▸ **TASK 1**: In the news item about the Archdiocese of San Francisco's pro-life webinar, who moderates the webinar?
▸ **TASK 2**: Write the next part of the news item about the Archdiocese of San Francisco's pro-life webinar, picking up after its final sentence.

▸ **DOCUMENT SEGMENT**:
January 20, 2021 CNA Daily News 0

CNA Staff, Jan 21, 2021 / 12:45 am (CNA).- As the United States undergoes a transition in leadership, the Archdiocese of San Francisco will host a webinar this week discussing the future of the pro-life movement.

The webinar takes place on Jan. 22 with Archbishop Salvatore Cordileone of San Francisco; Marjorie Dannenfelser, founder and president of the Susan B Anthony List; and Charles Camosy, associate professor of theological and social ethics at Fordham University.

Moderated by J. A. Gray, a former editor at First Things and New Oxford Review, the webinar will discuss how the pro-life cause will move forward in 2021.

“I think this will be a very lively and inspiring webinar – a chance to hear from Archbishop Cordileone on what he sees as the way forward, ‘being a light in the midst of this darkness; a light being a witness to the sanctity of human life,’ as he said on Jan. 9 during a Mass for life and prayer walk to a Planned Parenthood clinic,” Valerie Schmalz, the archdiocese’s director of Human Life and Dignity, told CNA.

Prior to the event, the Cathedral of St. Mary of the Assumption will have a live stream Mass for the Legal Protection of Unborn Children, which will be celebrated at noon by the archbishop. Other parishes throughout the archdiocese are encouraged to offer a noon Mass or the regular weekday Mass for that intention as well.

“By offering Mass in each of our parishes on this day for this particular intention, we will pray together but in safer smaller gatherings for the restoration of the right to life for all, from conception to natural death, on the anniversary of the U.S. Supreme Court ruling legalizing abortion throughout the country,” the website reads.

During the webinar, Archbishop Cordileone will converse with both Dannenfelser and Camosy. Schmalz said the presenters will discuss the next steps in establishing a “society where all human life is cherished and protected.”

▸ **THE DATA**:
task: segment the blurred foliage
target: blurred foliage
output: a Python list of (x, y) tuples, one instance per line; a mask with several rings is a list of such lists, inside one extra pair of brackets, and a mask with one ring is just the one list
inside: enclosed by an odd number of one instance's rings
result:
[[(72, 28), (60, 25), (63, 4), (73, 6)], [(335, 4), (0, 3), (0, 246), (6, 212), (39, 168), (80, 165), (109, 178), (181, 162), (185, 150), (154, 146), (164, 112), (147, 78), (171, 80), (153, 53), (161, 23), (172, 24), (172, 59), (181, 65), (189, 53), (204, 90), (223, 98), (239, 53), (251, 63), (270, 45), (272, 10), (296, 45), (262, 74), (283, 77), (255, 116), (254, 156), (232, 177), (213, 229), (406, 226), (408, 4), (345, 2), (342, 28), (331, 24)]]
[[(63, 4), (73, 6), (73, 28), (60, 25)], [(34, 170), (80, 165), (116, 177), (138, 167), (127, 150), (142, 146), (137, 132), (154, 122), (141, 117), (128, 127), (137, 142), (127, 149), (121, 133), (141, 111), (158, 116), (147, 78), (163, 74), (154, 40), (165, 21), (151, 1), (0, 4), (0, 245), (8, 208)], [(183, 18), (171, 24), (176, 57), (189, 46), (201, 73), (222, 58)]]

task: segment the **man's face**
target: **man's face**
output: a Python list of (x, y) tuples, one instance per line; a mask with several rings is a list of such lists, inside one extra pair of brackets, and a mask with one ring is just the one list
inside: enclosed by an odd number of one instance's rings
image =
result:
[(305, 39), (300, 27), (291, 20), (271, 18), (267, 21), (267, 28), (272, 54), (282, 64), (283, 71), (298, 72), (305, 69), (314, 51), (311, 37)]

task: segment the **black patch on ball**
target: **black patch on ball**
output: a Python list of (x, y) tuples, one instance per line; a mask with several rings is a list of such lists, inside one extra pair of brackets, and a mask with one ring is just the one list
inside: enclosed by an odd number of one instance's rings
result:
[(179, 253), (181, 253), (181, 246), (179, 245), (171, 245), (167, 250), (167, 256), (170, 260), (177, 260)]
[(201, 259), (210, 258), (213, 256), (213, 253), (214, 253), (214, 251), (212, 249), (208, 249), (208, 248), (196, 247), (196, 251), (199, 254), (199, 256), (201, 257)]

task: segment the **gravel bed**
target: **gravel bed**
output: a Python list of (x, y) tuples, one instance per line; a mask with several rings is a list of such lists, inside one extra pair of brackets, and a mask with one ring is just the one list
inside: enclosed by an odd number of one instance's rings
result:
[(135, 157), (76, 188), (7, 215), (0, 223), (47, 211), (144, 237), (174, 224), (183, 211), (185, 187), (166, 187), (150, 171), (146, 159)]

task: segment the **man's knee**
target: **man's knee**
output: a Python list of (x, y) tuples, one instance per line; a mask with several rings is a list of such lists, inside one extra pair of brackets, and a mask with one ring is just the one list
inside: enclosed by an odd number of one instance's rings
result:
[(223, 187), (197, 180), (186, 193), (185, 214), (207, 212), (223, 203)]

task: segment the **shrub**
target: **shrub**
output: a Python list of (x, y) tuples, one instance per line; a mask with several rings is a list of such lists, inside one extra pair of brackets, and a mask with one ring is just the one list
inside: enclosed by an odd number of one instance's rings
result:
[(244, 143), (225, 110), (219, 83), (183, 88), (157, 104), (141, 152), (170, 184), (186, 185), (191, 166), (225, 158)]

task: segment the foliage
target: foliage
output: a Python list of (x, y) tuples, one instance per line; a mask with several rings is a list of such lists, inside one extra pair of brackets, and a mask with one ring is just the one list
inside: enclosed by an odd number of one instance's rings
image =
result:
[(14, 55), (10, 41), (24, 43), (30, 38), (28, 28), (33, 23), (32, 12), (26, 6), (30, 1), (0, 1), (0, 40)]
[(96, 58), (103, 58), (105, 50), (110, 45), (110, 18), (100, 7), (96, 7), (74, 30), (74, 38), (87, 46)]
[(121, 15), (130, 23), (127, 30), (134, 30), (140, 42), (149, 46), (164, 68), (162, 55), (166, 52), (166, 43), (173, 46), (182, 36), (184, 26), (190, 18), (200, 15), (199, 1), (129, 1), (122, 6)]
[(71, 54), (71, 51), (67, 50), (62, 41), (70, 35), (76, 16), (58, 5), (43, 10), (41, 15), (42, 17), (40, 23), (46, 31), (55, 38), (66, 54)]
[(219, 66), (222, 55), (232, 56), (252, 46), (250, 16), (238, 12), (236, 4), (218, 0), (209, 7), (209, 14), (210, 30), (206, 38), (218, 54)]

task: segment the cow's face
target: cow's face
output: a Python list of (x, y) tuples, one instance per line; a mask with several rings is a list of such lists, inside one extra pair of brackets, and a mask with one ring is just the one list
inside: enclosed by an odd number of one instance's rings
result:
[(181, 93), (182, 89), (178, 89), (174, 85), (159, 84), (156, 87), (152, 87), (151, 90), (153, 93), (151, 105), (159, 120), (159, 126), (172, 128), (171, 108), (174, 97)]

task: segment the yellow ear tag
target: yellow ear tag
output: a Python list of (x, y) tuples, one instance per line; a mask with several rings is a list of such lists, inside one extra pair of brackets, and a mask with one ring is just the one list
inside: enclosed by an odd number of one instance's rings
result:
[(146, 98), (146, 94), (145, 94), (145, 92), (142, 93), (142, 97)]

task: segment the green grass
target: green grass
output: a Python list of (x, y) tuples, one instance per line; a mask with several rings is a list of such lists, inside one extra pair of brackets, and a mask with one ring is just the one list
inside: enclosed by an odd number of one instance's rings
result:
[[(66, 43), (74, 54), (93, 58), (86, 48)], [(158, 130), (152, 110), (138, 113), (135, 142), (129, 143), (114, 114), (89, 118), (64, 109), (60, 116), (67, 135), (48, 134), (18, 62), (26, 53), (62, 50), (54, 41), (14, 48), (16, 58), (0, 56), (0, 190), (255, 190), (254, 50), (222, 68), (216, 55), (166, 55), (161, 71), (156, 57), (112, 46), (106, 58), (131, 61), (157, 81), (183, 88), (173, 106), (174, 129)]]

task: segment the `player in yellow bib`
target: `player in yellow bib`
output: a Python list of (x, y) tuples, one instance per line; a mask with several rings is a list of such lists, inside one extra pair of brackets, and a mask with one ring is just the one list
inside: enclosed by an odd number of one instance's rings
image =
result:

▸ **ANSWER 1**: J. A. Gray, a former editor at First Things and New Oxford Review.

▸ **ANSWER 2**:
She said Dannenfelser has advocated for a greater representation of pro-life women in politics and helped elect 18 new pro-life women to the incoming House of Representatives, also removed 10 pro-abortion lawmakers from their seats in the House.

“Susan B. Anthony is just one of the most powerful forces for pro-life in the country,” she said. “[Dannenfelser] really comes out of the pro-life feminist movement.”

“Women are empowered and they’re making a difference in the pro-life arena. That is what’s so great about what she’s accomplished this election cycle is she has gotten pro-life, articulate women into Congress.”

Camosy, who last year left the Democratic Party over the issue of abortion, served as a board member for the Democrats for Life for years. In his book “Resisting Throwaway Culture: How a Consistent Life Ethic Can Unite a Fractured People,” Camosy offers insight into how a progressive stance would promote pro-life issues, Schmalz said.

“This will be an opportunity for Marjorie Dannenfelser and Charles Camosy to articulate what they believe is the ‘action plan’ for life in the next two years, with an administration and a majority of Congress that embrace the abortion agenda,” she said.

She noted that while the incoming administration has some laudable stances, including its opposition to the death penalty, it is also “extremely invested in abortion and making it legal.”

Schmalz said she believes that there are challenges ahead for the pro-life movement, noting that it has recently become more challenging to purchase pro-life and religious liberty ads online. She said the pro-life movement will need to respond with creativity and ingenuity.

Schmalz stressed that in the current political environment, charity is particularly important for the pro-life movement.

“A big question will be how the pro-life movement can counter inevitable efforts to tar pro-life advocates with the awful actions of the rioters who descended on the Capitol. The riots have accelerated and are being used to justify a polarization of our society and are fueling a campaign to marginalize many, including pro-life and religious freedom advocates.”

“We’ve been drawn to such chaos right now … You look at the screen and you see this stuff happening and you just want to cry. It’s horrible,” she said. “So, as pro-life people, we have to do everything peacefully and with charity, don’t get caught up in the polarization.”